A dual modeling approach to automatic segmentation of cerebral T2 hyperintensities and T1 black holes in multiple sclerosis.

BACKGROUND AND PURPOSE: Magnetic resonance imaging (MRI) is crucial for in vivo detection and characterization of white matter lesions (WML) in multiple sclerosis (MS). The most widely established MRI outcome measure is the volume of hyperintense lesions on T2-weighted images (T2L). Unfortunately, T2L are non-specific for the level of tissue destruction and show a weak relationship to clinical status. Interest in lesions that appear hypointense on T1-weighted images (T1L) ("black holes") has grown because T1L provide more specificity for axonal loss and a closer link to neurologic disability. The technical difficulty of T1L segmentation has led investigators to rely on time-consuming manual assessments prone to inter- and intra-rater variability. This study aims to develop an automatic T1L segmentation approach, adapted from a T2L segmentation algorithm. MATERIALS AND METHODS: T1, T2, and fluid-attenuated inversion recovery (FLAIR) sequences were acquired from 40 MS subjects at 3 Tesla (3 T). T2L and T1L were manually segmented. A Method for Inter-Modal Segmentation Analysis (MIMoSA) was then employed. RESULTS: Using cross-validation, MIMoSA proved to be robust for segmenting both T2L and T1L. For T2L, a Sørensen-Dice coefficient (DSC) of 0.66 and partial AUC (pAUC) up to 1% false positive rate of 0.70 were achieved. For T1L, 0.53 DSC and 0.64 pAUC were achieved. Manual and MIMoSA segmented volumes were correlated and resulted in 0.88 for T1L and 0.95 for T2L. The correlation between Expanded Disability Status Scale (EDSS) scores and manual versus automatic volumes were similar for T1L (0.32 manual vs. 0.34 MIMoSA), T2L (0.33 vs. 0.32), and the T1L/T2L ratio (0.33 vs 0.33). CONCLUSIONS: Though originally designed to segment T2L, MIMoSA performs well for segmenting T1 black holes in patients with MS.

MIMoSA: An Automated Method for Intermodal Segmentation Analysis of Multiple Sclerosis Brain Lesions.

--

> [Activities]
a – Answer these questions from the abstract on multiple sclerosis lesion segmentation:
(i) How many MS subjects were scanned, and at what field strength?
(ii) What Sørensen-Dice coefficient did MIMoSA achieve for T1L?
(iii) What was the correlation between manual and MIMoSA segmented volumes for T2L?
b – Write a continuation of the text on multiple sclerosis lesion segmentation, starting after its final line.

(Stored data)
--

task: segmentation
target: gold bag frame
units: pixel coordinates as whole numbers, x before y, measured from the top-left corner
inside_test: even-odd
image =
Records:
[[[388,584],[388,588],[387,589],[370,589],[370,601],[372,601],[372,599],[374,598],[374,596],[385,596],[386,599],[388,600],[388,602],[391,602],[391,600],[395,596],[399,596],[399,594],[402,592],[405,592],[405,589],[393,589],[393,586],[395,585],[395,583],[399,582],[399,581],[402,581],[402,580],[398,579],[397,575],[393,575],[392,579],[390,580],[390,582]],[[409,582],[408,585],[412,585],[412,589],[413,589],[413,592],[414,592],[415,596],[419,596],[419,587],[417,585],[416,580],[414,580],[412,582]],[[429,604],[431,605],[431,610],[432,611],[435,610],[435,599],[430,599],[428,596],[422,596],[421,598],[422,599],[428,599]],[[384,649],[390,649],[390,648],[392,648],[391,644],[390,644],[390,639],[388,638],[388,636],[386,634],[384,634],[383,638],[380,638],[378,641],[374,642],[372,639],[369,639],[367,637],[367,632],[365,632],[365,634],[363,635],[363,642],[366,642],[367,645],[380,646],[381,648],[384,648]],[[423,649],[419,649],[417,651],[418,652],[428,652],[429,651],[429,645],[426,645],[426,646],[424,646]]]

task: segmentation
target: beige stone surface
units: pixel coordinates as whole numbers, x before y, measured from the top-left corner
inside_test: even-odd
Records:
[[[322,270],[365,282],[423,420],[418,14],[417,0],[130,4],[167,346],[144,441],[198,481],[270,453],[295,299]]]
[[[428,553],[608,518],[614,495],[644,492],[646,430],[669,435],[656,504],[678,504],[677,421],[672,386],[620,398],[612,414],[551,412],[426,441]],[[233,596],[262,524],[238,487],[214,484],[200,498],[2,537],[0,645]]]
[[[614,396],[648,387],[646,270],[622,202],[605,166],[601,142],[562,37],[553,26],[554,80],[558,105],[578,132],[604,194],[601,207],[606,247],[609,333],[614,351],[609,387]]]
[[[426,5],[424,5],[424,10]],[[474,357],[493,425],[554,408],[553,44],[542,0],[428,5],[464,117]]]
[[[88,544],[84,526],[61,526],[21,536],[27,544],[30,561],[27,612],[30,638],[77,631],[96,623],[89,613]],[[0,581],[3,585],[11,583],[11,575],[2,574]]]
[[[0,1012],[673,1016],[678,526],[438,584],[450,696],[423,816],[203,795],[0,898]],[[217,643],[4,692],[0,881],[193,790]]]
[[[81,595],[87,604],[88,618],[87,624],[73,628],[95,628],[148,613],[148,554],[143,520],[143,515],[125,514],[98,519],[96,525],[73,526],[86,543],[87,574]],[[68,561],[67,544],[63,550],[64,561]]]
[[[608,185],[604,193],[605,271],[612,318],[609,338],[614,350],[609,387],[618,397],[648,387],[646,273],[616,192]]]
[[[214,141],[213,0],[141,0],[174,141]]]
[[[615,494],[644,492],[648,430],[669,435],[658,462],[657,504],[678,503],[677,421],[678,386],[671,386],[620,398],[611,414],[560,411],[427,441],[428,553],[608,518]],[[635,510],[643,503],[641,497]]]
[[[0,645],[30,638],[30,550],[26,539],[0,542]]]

--

> [Your written answers]
a –
(i) 40 MS subjects, at 3 Tesla (3 T).
(ii) 0.53.
(iii) 0.95.

b –
BACKGROUND AND PURPOSE: Magnetic resonance imaging (MRI) is crucial for in vivo detection and characterization of white matter lesions (WMLs) in multiple sclerosis. While WMLs have been studied for over two decades using MRI, automated segmentation remains challenging. Although the majority of statistical techniques for the automated segmentation of WMLs are based on single imaging modalities, recent advances have used multimodal techniques for identifying WMLs. Complementary modalities emphasize different tissue properties, which help identify interrelated features of lesions. METHODS: Method for Inter-Modal Segmentation Analysis (MIMoSA), a fully automatic lesion segmentation algorithm that utilizes novel covariance features from intermodal coupling regression in addition to mean structure to model the probability lesion is contained in each voxel, is proposed. MIMoSA was validated by comparison with both expert manual and other automated segmentation methods in two datasets. The first included 98 subjects imaged at Johns Hopkins Hospital in which bootstrap cross-validation was used to compare the performance of MIMoSA against OASIS and LesionTOADS, two popular automatic segmentation approaches. For a secondary validation, a publicly available data from a segmentation challenge were used for performance benchmarking. RESULTS: In the Johns Hopkins study, MIMoSA yielded average Sørensen-Dice coefficient (DSC) of .57 and partial AUC of .68 calculated with false positive rates up to 1%. This was superior to performance using OASIS and LesionTOADS. The proposed method also performed competitively in the segmentation challenge dataset. CONCLUSION: MIMoSA resulted in statistically significant improvements in lesion segmentation performance compared with LesionTOADS and OASIS, and performed competitively in an additional validation study.